• _Directions_
Omit images. Retype all entries verbatim.
+++
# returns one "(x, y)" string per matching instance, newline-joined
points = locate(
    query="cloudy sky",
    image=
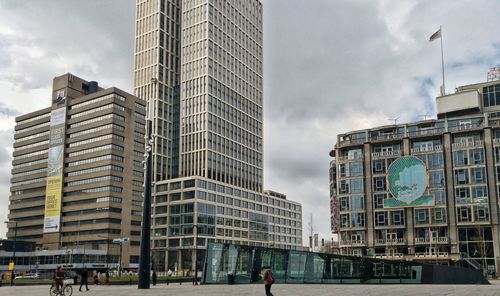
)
(330, 67)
+++
• _Answer to this problem_
# returns one "(x, y)" string per matching instance, newline-joined
points = locate(
    query="cloudy sky",
    image=
)
(330, 67)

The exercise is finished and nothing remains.